Auf ÖVP-Seite war nach der Wahl 2021 parteiintern rasch klar, dass es weiter nur mit der FPÖ gehen wird. Inhaltlich gibt es de facto viele Gemeinsamkeiten zwischen Volkspartei und Freiheitlichen: etwa bei der Frage einer restriktiven Migrationspolitik samt einer Deutschpflicht für den Erhalt von Sozialleistungen. Ebenso ist man sich beim Thema Klimaschutz weitgehend einig. Vor allem bescherte die FPÖ der ÖVP eine umfassende – und von Stelzer angestrebte – Machtfülle. Die ÖVP stellt heute fünf der neun Landesräte in Oberösterreich. Alle Schlüsselbereiche – Finanzen, Wirtschaft, Integration, Pflege, Bildung, Gesundheit, Soziales – liegen in schwarzen Händen. Die Landesverfassung samt Proporz gibt den Rahmen vor, in dem solche Auswüchse in Richtung politische Einseitigkeit möglich werden.

• • • • • • •

▶ KURZE AUFGABE 1
Wie viele der neun Landesräte in Oberösterreich stellt die ÖVP laut dem Seitenauszug?
Der Seitenauszug und die Zeilen stehen in keinem inhaltlichen Zusammenhang.

• • • • • • •

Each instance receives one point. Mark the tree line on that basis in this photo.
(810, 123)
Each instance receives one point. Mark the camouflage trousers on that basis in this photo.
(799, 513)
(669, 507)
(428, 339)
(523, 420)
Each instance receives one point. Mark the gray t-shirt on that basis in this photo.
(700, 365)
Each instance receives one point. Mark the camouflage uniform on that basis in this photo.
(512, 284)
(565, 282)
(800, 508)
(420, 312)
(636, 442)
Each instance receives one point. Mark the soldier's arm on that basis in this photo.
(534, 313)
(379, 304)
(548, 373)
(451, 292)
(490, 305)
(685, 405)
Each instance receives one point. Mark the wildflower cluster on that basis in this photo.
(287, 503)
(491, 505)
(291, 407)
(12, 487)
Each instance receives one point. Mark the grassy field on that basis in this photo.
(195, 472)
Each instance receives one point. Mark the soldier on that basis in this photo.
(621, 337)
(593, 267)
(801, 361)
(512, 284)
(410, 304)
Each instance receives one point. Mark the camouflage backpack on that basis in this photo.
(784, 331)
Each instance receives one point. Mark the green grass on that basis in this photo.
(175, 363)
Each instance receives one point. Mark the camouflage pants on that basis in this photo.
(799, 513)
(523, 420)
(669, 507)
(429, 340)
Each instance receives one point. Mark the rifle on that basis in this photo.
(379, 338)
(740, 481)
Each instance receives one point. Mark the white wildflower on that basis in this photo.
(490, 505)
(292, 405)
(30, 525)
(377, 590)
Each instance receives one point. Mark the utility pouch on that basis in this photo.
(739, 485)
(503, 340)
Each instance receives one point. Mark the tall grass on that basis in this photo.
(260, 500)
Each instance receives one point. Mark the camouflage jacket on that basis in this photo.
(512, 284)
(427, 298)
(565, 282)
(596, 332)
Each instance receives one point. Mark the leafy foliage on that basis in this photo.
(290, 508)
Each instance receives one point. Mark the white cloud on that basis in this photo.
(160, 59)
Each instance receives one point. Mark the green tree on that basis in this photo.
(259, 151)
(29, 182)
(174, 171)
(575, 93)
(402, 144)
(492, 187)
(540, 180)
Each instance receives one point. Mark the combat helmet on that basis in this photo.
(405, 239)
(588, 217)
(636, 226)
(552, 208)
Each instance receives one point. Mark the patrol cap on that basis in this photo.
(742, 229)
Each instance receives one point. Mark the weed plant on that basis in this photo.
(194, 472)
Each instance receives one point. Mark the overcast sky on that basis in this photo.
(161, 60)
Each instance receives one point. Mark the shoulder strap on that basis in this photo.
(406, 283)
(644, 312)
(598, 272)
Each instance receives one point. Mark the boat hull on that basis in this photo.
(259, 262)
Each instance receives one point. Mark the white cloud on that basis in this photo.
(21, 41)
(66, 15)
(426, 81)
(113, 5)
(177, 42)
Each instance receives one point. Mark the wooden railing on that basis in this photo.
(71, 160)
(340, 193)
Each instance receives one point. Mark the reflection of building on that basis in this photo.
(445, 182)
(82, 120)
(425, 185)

• • • • • • •

▶ KURZE AUFGABE 2
Gib bitte die Zeilen ab der Zeile mit „Each instance receives one point. Mark the patrol“ bis zum Ende der Zeilen noch einmal aus und ersetze darin „boat hull“ durch „ship hull“. Alles andere bleibt unverändert.

▶ LÖSUNG 1
Fünf

▶ LÖSUNG 2
Each instance receives one point. Mark the patrol cap on that basis in this photo.
(742, 229)
Each instance receives one point. Mark the weed plant on that basis in this photo.
(194, 472)
Each instance receives one point. Mark the overcast sky on that basis in this photo.
(161, 60)
Each instance receives one point. Mark the shoulder strap on that basis in this photo.
(406, 283)
(644, 312)
(598, 272)
Each instance receives one point. Mark the ship hull on that basis in this photo.
(259, 262)
Each instance receives one point. Mark the white cloud on that basis in this photo.
(21, 41)
(66, 15)
(426, 81)
(113, 5)
(177, 42)
Each instance receives one point. Mark the wooden railing on that basis in this photo.
(71, 160)
(340, 193)
Each instance receives one point. Mark the reflection of building on that basis in this photo.
(445, 182)
(82, 120)
(425, 185)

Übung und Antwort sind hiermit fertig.